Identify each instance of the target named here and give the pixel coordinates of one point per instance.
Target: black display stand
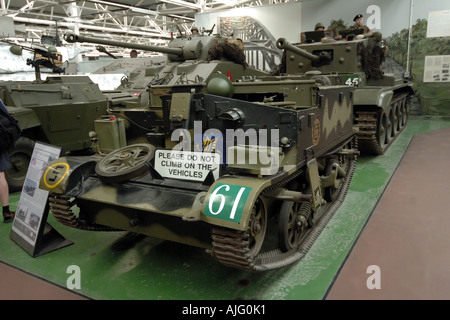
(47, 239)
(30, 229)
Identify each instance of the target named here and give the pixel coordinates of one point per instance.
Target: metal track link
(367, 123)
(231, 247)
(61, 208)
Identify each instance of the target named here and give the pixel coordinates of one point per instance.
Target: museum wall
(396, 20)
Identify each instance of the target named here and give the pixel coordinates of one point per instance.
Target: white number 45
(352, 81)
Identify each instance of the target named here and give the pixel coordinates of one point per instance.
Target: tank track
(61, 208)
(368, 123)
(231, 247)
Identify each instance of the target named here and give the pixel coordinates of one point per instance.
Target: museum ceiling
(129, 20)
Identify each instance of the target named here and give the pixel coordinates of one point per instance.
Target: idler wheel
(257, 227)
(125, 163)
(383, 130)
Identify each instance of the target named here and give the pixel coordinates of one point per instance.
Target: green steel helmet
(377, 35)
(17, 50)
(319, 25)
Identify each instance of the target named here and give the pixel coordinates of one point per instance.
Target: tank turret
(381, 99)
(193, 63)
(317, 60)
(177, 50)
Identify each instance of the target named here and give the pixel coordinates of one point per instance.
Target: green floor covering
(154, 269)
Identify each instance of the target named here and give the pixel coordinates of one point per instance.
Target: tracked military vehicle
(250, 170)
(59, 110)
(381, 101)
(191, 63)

...

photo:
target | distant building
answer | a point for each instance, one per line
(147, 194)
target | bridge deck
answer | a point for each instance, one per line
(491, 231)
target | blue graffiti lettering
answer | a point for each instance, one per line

OBJECTIVE -> Gather every line of the records above that contains the word "museum" and copy each one out in full. Only count matches with the same capitalization.

TASK RESPONSE ->
Target: museum wall
Target: museum ceiling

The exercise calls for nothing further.